■ **GIVEN RECORDS**
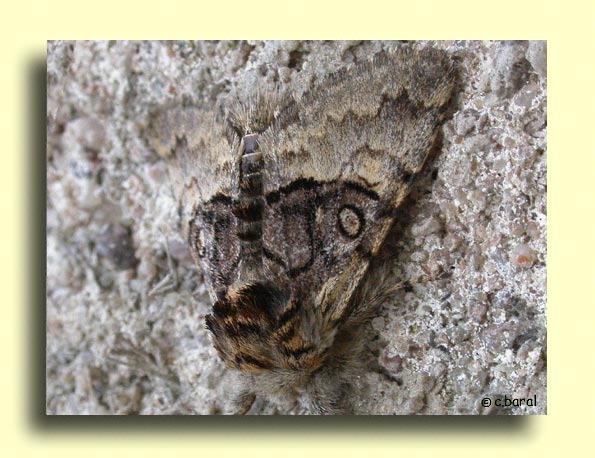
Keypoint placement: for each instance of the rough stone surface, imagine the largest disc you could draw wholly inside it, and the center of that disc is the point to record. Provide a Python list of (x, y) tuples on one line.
[(126, 306)]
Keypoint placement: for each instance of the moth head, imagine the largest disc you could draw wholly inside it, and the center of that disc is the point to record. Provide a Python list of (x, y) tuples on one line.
[(257, 328)]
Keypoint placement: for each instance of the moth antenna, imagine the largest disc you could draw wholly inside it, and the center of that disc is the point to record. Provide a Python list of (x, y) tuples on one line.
[(248, 207)]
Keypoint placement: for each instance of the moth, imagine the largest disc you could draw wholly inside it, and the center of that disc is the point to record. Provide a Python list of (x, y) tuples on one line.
[(285, 201)]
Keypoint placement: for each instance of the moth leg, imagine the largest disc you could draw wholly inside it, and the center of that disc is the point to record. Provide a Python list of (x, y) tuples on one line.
[(243, 402)]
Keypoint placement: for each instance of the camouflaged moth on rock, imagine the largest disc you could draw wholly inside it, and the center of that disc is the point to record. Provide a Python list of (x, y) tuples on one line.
[(284, 205)]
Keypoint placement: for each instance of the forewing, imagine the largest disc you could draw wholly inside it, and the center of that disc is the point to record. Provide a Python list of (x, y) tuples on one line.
[(199, 151), (339, 161)]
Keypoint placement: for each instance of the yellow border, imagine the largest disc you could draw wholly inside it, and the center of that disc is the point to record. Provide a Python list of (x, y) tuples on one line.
[(570, 34)]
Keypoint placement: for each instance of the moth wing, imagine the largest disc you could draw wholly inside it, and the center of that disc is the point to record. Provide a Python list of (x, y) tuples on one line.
[(199, 152), (340, 160)]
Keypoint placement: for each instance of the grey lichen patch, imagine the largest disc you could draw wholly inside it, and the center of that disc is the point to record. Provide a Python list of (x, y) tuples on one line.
[(438, 348)]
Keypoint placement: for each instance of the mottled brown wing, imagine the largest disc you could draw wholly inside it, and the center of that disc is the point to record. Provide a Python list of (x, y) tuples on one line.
[(337, 164), (200, 152)]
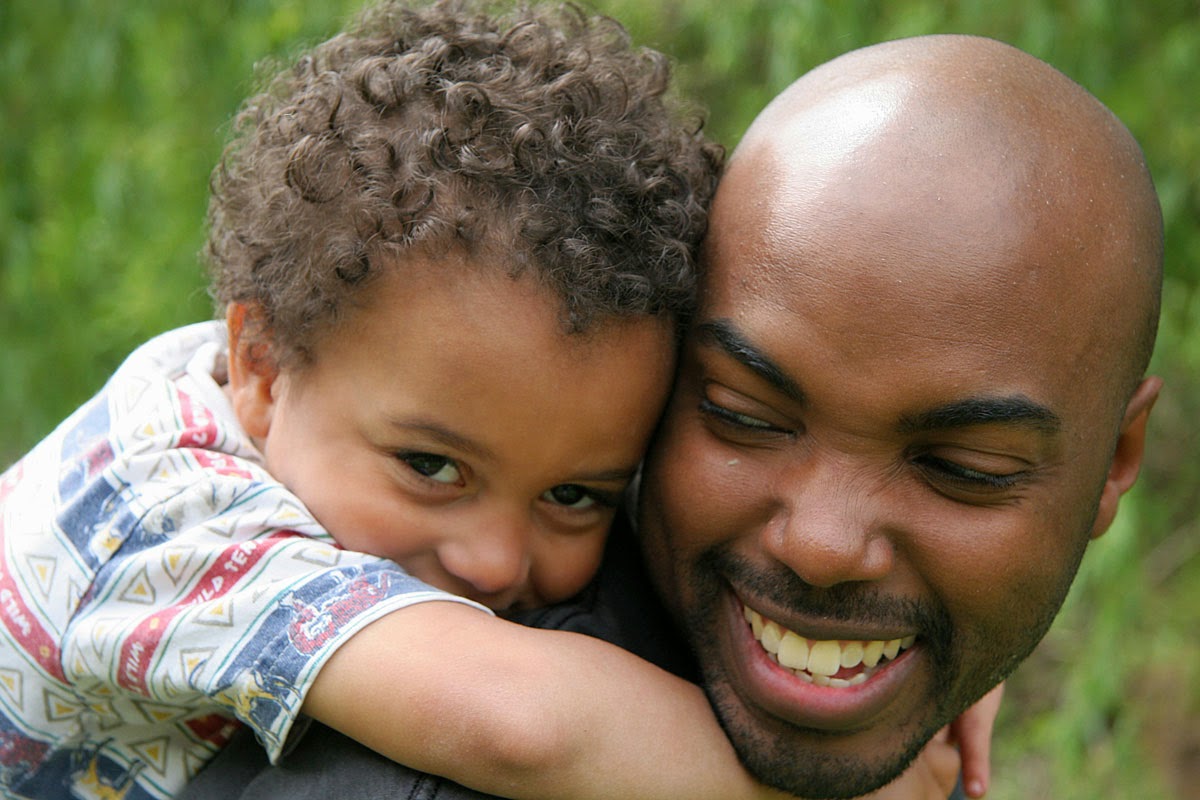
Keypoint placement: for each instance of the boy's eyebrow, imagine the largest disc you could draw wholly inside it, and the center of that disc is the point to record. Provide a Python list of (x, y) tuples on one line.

■ **THE PROBLEM**
Each entry must be retyped word for word, with every image omitted.

■ **FINAL ANSWER**
Keypoint placement: for each instance of the rough stone surface, imagine the largest disc you could draw wholly inside it, and the center of that disc is the point to record. Provide a Python list of (x, y) tuples on one line.
[(126, 306)]
Keypoint placement: for each instance of the moth head, imagine the largest disc you could draw wholly inside it, and the center of that disc is the point to record. Provide a Python list of (x, y) tuples on one line.
[(257, 328)]
Keypoint placement: for each instance of the moth antenna, imagine the largest disc you could draw wholly inside it, and the center of that disc is the point to record. Provide a Python list of (x, y) tuples on one line.
[(248, 207)]
Keypoint placement: for each instance of the moth, imagine the largest disc you could draw wholly inside it, and the center of that disc is the point to record. Provide a Python list of (x, y) tuples on one line.
[(285, 201)]
Keypoint placement: for each instance of the moth leg, imagine the largest disc you could draw wholly inside it, and the center of that disc is the point to record. Provide a Python list of (x, y) tuples on one line.
[(243, 402)]
Keypoint placement: for each instance of the camouflaged moth on rock, imagine the largest disc you could draw wholly inside it, and the center of that disc is the point to record. Provide a Python list of (x, y) tuples on one line.
[(284, 205)]
Keypoint placement: for each instance of the forewing, imagine the largest disc you could draw wholly inside it, and the center of that disc is the point to record. Provide a Python list of (x, y) tuples on one line.
[(199, 151), (339, 161)]
Keypoint placement: for each instance of the yellow border, imagine the largest disc you could draw wholly inside it, and the center of that disc is the point to record. Provide a Python list of (x, y) tuples on one line.
[(570, 34)]
Keypoint placement: for each instance of the moth wing, imagine the largest disc you could draw wholly inside it, and the center of that disc is the point to record. Provide a Python list of (x, y) tuples on one line.
[(199, 152), (340, 160)]
Keypoint placement: for each instance of the grey lichen patch, imagine the largest disc you could draw wholly inside it, and the center of that disc is the point to record. Provide a Python list of (x, y) tuples on one line.
[(438, 348)]
Keypoint placement: for each instance of the mottled brown wing, imagine the largest disc you could draw wholly inside it, and the center of that disc is the point to record. Provide a Python list of (x, y) tuples on one line.
[(337, 164), (200, 152)]
Keypoint placement: for each instance of the boy's eyebrow, imagine the largest disc you could draw wholly inside it, and the center of that disc is the point to record. Provide a Python list of (x, y) tuples on one line.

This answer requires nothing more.